## RECORDS SUPPLIED
──────────

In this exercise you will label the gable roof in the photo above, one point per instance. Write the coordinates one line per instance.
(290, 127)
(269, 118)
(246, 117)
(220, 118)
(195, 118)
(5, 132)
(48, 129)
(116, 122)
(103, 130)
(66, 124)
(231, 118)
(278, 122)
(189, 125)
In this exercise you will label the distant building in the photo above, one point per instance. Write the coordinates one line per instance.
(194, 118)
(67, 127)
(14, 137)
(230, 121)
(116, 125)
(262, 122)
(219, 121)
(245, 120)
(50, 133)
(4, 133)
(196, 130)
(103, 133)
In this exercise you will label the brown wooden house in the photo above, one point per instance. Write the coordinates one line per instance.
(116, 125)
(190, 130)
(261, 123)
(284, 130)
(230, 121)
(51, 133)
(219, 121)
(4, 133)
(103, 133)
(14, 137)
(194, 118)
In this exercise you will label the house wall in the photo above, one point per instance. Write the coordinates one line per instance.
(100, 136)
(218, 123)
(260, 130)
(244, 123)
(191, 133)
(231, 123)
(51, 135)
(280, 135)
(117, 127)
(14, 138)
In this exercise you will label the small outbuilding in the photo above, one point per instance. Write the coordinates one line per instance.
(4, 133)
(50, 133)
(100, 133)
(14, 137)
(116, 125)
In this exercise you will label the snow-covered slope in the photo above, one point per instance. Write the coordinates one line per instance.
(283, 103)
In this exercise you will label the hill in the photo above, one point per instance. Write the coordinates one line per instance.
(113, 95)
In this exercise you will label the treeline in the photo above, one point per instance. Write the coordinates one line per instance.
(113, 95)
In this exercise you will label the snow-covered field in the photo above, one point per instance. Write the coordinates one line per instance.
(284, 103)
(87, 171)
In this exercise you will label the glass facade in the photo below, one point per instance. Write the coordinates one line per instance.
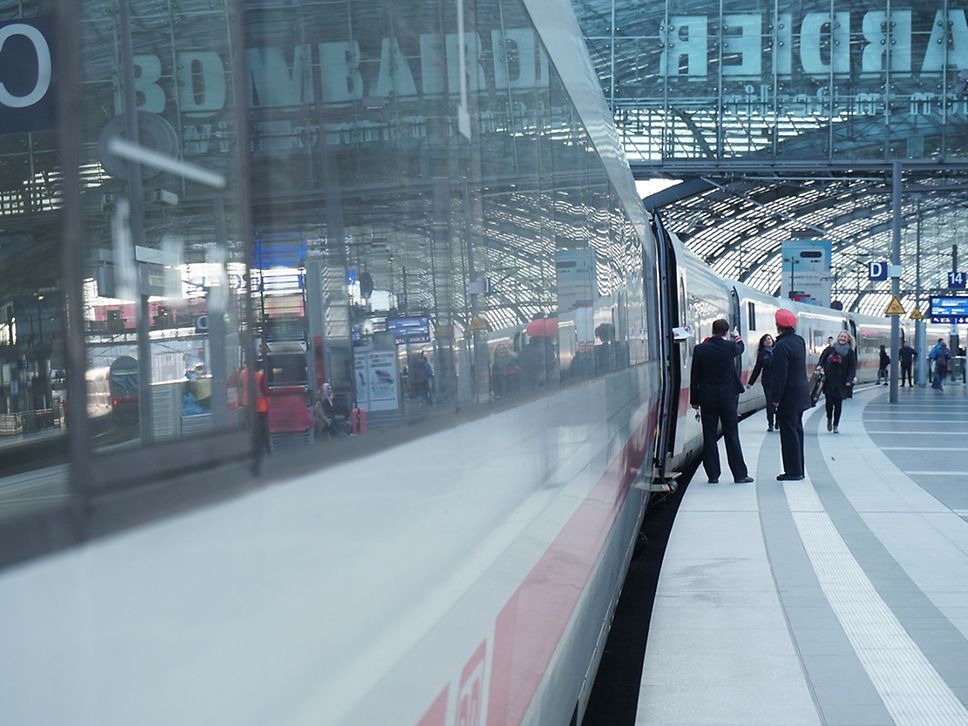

──────────

## TASK TO CARRY OUT
Rewrite the material from the line containing "In this exercise you will label the snow-covered slope" through the end of the material, inclusive, with "treeline" replaced by "row of trees" and nothing else changed. Leave out the pictures.

## TASK RESPONSE
In this exercise you will label the snow-covered slope in the photo above, one point per instance. Write the coordinates one line per instance.
(283, 103)
In this exercise you will label the hill in the photo above, one point per instance. Write the coordinates one line per instance.
(113, 95)
In this exercise you will label the row of trees in the photo above, one point per instance. Write the coordinates one line per instance.
(113, 95)
In this exercise you will label the snow-covered field in the photo above, one point per instance. Write the coordinates one line per instance.
(284, 103)
(87, 171)
In this exercise you will label the glass facade in the photo below, one point per instance. Write the coordinates one line per instance.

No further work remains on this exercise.